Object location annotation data
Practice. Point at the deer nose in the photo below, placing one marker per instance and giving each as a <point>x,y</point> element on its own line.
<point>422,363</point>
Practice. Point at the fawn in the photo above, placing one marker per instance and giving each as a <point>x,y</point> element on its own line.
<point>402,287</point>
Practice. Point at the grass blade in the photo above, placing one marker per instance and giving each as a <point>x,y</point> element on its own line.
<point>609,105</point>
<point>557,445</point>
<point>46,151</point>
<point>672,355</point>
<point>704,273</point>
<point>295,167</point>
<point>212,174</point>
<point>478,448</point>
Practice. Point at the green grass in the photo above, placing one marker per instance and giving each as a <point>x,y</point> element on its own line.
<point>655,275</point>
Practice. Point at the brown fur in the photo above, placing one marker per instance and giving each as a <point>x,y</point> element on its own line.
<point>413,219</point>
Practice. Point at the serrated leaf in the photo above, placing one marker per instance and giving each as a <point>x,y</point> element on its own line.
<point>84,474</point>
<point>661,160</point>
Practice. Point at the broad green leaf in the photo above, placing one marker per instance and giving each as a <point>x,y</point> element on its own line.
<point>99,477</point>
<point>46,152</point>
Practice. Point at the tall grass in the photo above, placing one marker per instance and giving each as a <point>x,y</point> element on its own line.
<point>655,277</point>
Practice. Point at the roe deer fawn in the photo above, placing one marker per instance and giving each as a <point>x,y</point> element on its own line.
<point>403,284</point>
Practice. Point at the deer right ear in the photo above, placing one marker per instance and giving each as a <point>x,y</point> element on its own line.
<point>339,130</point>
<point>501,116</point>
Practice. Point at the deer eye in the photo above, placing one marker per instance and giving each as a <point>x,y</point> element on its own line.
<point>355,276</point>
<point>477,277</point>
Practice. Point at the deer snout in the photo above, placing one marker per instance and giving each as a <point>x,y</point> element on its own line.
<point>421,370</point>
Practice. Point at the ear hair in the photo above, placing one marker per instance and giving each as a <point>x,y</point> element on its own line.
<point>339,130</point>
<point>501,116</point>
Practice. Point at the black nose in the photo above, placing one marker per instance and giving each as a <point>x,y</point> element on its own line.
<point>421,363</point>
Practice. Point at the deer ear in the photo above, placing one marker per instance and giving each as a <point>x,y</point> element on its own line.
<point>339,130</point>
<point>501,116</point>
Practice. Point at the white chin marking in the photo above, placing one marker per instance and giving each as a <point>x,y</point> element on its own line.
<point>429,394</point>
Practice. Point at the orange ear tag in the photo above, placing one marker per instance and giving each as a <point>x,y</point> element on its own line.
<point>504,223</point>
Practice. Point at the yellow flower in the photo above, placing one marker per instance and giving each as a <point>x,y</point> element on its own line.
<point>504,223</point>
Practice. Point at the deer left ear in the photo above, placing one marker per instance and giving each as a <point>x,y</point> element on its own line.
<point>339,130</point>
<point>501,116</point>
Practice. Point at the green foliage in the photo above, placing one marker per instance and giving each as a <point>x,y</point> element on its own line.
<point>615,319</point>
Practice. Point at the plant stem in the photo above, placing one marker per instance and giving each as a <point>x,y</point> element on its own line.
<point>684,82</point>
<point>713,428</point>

Exercise:
In every item above, change "marker" to "dot" and leave everything else the same.

Solution:
Practice. Point at the deer nose in the photo below, placing one dot per instance and giving each as a <point>x,y</point> element on its own line.
<point>422,363</point>
Practice. Point at the fawn in the photo above, placing one dot per instance and giving each as a <point>x,y</point> element on its own line.
<point>402,287</point>
Practice. Point at the grass blade in the photo above, placing one dot per instance and giving each as a <point>x,y</point> element on its own line.
<point>609,105</point>
<point>557,445</point>
<point>46,151</point>
<point>672,355</point>
<point>704,273</point>
<point>295,167</point>
<point>212,174</point>
<point>478,448</point>
Practice. Point at the green grass in the photo above, placing one dot per instance and giving each as a <point>x,y</point> element on its own line.
<point>655,275</point>
Practice. Point at the brown fur in the photo above, placing one dot per instance and giving each as a <point>x,y</point> element on its own line.
<point>413,219</point>
Practice. Point at the serrated leaf in the photo above, placing one dot per instance and giving each as a <point>x,y</point> element on its own line.
<point>84,474</point>
<point>661,160</point>
Practice. Point at the broad green leaf in the photo above, placing one dot per instance and giving each as a <point>x,y</point> element on its own line.
<point>99,477</point>
<point>46,152</point>
Practice. Point at the tall grass in the photo above, placing one dot per instance and giving each as a <point>x,y</point> element on its own line.
<point>655,277</point>
Practice. Point at the roe deer fawn in the photo above, placing one dot per instance and giving each as a <point>x,y</point> element on its own line.
<point>403,284</point>
Practice. Point at the deer right ear in the photo above, placing one dot per instance and giving each as a <point>x,y</point> element on its own line.
<point>339,130</point>
<point>501,116</point>
Practice. Point at the deer eye in the photo above, placing one dot per instance and giving each as a <point>x,y</point> element on its own line.
<point>355,276</point>
<point>477,277</point>
Practice. Point at the deer snout in the photo above, placing one dot per instance and giving each as a <point>x,y</point> element on its own line.
<point>421,370</point>
Practice. Point at the ear hair in the photo above, placing one dot per instance and giving each as a <point>x,y</point> element on its own line.
<point>339,130</point>
<point>501,116</point>
Practice. Point at the black nose in the photo above, placing one dot per instance and giving each as a <point>x,y</point> element on its own line.
<point>421,363</point>
Practice. Point at the deer ear in the photo above, placing one dot per instance and giving each as a <point>x,y</point> element on its own line.
<point>339,130</point>
<point>501,116</point>
Practice. Point at the white chin marking in the photo above, placing one dot per instance and giving each as a <point>x,y</point> element on its own line.
<point>429,394</point>
Practice. Point at the orange ear tag in the photo above, placing one dot per instance and giving each as a <point>x,y</point> element on its own line.
<point>504,223</point>
Practice. Point at the yellow flower in the photo above, placing one dot per instance and giving each as a <point>x,y</point> element on its own line.
<point>504,223</point>
Practice. Point at the deer left ear in the photo above, placing one dot per instance and giving each as a <point>x,y</point> element on its own line.
<point>339,130</point>
<point>501,116</point>
Practice. Point at the green foliage in the photo above, placing one dot per instance and giving each as a <point>x,y</point> element on its own line.
<point>615,319</point>
Practice. Point at the plant stem in the photo above, placing one dot per instance and giving each as a <point>x,y</point> element on its own line.
<point>684,82</point>
<point>713,428</point>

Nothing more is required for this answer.